(Consigne):
Recopiez fidèlement, dans le texte sur les Jeux de Pékin, le passage allant de « Obsession désinfection » jusqu'à « sur leur siège. » inclus.

(Texte extrait):
================================
Les sols de l’hôtel sont lessivés de produits javellisés à longueur de journée
Les sols de l’hôtel sont lessivés de produits javellisés à longueur de journée
© Radio France - Jérôme Val

Obsession désinfection

Il est temps maintenant de prendre un bus pour rejoindre nos quartiers de Zhangjiakou, une station de ski spécialement construite pour ces jeux dans un endroit pourtant connu pour sa sécheresse hivernale et où il ne neige jamais. Escorte policière, de grandes autoroutes rectilignes et pourtant nous mettrons plus de quatre heures pour atteindre le site. Des confrères italiens nous ont même rapporté que leur bus avait roulé les portes ouvertes pour faire des courants d’air. On les imagine frigorifiés sur leur siège.

Enfin arrivés, nous faisons connaissance avec la deuxième obsession chinoise : la désinfection. J’ai même l’impression que c’est devenu une nouvelle discipline olympique. Rien n’y échappe : les sols de l’hôtel sont lessivés de produits javellisés à longueur de journée. Dans un restaurant, j’ai même aperçu un serveur armé de son vaporisateur asperger la vaisselle sale avant de s’en saisir. 

Nos bagages ont subi le même sort : sympa pour le sac à dos en toile ! Même les bus que nous empruntons passent à la grande lessiveuse désinfectante. Un matin, nous avons été éjectés d’une navette en plein milieu de notre trajet. “The bus has to be desinfected. Please, go out” (“Le bus doit être désinfecté, sortez s’il vous plait”), nous lâche très cordialement un bénévole emmitouflé dans sa grosse doudoune aux couleurs de “Beijing 2022”. Nous sommes lâchés sur un immense parking, complètement congelés. Il fait -16 degrés mais j’ai l’impression qu’il fait plutôt -100.

Même les bus passent à la grande lessiveuse désinfectante
Même les bus passent à la grande lessiveuse désinfectante
© Radio France - Jérôme Val

Rester dans le droit chemin

L’ambition de la Chine pour les étrangers présents sur ces Jeux, c’est qu’ils ne voient rien du pays et de ses habitants. Et c’est jusqu’ici plutôt réussi ! Dans la bulle, on ne peut rien faire, ni rencontrer personne. Ah si, les bénévoles, toujours très sympathiques et à l’écoute. Le 1er février, ils nous ont tous souhaité la bonne année pour l’Année du tigre. Je les plains parfois en les croisant, je les respecte surtout, eux qui vont encore subir une quarantaine de deux semaines à la fin de ces Jeux avant de pouvoir rentrer chez eux.
================================
(Données sources):
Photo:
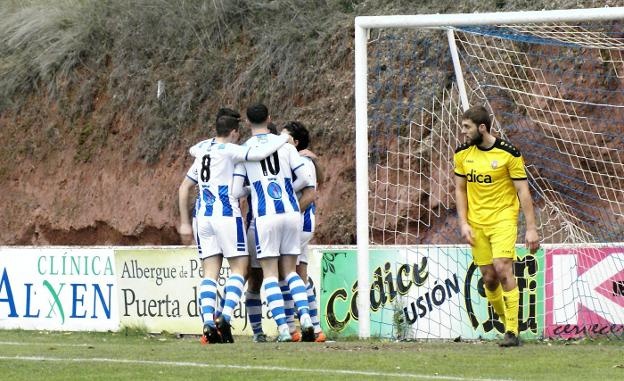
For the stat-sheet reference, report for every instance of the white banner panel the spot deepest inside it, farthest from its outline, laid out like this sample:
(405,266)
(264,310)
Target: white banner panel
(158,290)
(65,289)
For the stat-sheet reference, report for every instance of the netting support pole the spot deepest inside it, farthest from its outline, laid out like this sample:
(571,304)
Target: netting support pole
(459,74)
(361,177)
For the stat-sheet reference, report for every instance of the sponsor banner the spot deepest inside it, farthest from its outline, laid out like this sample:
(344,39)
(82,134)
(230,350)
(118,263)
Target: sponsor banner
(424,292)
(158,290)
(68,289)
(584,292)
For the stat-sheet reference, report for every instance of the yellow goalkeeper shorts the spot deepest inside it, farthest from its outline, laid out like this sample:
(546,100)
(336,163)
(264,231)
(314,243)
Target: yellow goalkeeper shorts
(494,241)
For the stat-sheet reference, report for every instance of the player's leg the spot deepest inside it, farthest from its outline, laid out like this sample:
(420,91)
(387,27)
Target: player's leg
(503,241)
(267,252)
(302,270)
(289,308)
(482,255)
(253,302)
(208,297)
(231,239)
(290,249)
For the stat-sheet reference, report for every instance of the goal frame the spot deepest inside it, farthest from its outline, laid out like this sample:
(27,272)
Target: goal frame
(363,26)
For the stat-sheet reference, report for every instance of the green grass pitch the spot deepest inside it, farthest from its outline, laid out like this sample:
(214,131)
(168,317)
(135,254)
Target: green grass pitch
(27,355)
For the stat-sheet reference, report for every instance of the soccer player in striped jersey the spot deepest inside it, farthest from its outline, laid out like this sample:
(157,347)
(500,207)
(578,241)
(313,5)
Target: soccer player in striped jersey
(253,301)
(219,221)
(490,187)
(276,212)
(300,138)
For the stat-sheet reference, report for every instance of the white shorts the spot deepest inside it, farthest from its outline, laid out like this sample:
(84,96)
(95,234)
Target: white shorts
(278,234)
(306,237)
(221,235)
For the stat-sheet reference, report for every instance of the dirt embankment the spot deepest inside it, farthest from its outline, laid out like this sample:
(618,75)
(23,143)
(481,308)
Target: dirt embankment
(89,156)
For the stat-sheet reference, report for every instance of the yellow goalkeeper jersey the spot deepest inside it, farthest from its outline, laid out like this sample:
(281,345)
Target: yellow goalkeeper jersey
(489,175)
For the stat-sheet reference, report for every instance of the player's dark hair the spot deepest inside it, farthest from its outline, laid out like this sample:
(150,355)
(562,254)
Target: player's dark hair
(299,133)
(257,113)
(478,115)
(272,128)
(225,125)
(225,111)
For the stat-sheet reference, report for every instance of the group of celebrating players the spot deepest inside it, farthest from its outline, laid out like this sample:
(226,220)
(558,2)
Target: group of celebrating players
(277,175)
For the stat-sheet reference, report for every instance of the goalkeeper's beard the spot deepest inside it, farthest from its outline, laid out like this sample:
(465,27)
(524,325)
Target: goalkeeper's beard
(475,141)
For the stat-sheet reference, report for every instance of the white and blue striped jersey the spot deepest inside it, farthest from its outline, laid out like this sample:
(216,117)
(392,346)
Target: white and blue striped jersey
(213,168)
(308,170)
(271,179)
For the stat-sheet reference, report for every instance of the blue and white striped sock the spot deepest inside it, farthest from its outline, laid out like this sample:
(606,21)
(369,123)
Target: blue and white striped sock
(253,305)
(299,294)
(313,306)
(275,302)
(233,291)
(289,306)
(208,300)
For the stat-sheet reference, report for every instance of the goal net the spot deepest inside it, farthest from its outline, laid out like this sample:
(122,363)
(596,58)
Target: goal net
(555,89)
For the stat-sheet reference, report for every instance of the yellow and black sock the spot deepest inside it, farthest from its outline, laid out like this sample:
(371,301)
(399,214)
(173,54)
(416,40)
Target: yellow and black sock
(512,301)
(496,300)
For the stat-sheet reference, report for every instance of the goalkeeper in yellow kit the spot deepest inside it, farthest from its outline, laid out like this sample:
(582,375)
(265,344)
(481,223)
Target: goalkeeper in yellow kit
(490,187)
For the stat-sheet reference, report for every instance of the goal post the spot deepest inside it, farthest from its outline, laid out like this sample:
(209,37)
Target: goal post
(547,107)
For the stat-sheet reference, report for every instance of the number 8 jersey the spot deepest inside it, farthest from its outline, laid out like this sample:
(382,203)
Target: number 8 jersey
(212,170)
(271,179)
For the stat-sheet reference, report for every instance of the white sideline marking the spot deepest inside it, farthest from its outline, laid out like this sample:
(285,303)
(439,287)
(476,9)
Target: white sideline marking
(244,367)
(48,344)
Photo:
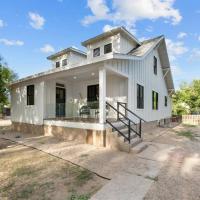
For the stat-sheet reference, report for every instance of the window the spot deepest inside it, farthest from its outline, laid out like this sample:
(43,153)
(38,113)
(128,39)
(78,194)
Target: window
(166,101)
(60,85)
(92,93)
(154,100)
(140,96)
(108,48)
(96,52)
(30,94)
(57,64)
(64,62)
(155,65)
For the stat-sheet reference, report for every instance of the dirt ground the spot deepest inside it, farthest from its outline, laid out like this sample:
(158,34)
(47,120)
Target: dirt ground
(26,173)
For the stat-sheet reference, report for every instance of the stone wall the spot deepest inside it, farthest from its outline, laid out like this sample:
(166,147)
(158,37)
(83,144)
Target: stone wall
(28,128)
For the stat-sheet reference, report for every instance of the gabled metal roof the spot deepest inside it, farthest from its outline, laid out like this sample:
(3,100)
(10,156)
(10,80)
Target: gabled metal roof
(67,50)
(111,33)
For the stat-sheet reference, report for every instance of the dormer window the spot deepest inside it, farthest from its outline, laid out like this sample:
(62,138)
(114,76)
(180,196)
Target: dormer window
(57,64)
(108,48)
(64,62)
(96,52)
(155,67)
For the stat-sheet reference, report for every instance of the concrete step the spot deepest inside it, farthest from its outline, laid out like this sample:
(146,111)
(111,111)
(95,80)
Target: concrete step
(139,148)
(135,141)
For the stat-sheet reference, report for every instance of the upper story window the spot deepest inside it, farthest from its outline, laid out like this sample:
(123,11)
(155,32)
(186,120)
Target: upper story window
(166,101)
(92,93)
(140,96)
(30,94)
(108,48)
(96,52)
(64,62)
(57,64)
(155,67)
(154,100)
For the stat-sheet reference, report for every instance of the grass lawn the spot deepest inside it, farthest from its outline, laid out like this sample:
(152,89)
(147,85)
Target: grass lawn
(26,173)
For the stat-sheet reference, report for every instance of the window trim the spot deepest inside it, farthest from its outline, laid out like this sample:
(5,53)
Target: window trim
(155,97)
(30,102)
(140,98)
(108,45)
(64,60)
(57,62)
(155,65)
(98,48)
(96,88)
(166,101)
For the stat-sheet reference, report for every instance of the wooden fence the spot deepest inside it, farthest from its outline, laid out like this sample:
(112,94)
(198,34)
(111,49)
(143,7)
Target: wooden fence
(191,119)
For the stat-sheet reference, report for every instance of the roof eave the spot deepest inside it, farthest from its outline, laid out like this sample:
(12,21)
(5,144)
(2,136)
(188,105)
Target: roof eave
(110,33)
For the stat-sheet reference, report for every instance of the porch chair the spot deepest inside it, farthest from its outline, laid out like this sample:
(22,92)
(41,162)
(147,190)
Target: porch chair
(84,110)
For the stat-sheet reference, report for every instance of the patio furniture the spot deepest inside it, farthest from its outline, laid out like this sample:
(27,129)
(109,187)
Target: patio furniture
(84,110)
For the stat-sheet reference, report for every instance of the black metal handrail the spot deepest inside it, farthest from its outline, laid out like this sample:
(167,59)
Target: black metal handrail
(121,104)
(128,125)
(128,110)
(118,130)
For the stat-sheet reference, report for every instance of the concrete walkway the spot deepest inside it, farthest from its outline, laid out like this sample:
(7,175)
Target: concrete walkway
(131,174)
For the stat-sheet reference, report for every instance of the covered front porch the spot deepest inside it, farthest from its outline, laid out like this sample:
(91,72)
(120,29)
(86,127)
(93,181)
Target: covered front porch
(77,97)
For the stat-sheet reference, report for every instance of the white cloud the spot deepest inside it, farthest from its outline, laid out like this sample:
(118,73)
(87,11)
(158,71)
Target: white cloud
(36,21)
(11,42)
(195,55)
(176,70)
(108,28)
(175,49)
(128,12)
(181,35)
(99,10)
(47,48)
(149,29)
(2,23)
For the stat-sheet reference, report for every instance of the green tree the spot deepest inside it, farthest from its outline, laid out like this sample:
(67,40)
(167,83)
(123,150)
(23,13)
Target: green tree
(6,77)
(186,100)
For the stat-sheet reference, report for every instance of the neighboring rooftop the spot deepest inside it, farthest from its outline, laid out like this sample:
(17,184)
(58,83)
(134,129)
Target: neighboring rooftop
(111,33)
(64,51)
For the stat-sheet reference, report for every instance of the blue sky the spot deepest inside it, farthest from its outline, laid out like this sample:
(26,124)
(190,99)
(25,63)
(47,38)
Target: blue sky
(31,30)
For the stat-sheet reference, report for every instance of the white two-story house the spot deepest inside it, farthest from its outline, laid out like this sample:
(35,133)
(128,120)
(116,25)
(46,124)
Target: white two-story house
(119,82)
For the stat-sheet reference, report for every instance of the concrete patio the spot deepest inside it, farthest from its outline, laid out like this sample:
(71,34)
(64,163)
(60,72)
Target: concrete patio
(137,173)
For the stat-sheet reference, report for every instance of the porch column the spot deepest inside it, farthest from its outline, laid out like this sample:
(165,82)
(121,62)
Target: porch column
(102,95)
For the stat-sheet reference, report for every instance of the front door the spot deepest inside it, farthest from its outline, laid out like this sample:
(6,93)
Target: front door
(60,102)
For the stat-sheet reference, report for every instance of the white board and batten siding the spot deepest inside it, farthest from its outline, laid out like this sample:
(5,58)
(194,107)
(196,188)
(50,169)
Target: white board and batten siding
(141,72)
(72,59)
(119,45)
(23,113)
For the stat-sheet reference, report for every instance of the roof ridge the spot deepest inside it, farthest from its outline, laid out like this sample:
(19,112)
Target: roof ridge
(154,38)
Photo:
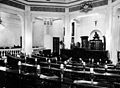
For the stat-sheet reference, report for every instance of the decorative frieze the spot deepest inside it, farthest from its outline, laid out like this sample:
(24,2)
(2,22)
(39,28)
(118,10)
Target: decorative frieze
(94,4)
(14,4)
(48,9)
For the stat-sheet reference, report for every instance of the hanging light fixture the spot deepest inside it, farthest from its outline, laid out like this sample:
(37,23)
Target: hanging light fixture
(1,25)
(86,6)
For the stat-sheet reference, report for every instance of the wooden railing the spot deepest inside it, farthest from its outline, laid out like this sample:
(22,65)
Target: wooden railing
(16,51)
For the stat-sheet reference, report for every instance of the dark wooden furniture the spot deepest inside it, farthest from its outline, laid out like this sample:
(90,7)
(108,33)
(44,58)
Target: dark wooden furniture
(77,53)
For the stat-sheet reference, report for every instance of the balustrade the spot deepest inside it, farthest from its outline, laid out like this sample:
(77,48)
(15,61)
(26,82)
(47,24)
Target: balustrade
================================
(Réponse):
Obsession désinfection

Il est temps maintenant de prendre un bus pour rejoindre nos quartiers de Zhangjiakou, une station de ski spécialement construite pour ces jeux dans un endroit pourtant connu pour sa sécheresse hivernale et où il ne neige jamais. Escorte policière, de grandes autoroutes rectilignes et pourtant nous mettrons plus de quatre heures pour atteindre le site. Des confrères italiens nous ont même rapporté que leur bus avait roulé les portes ouvertes pour faire des courants d’air. On les imagine frigorifiés sur leur siège.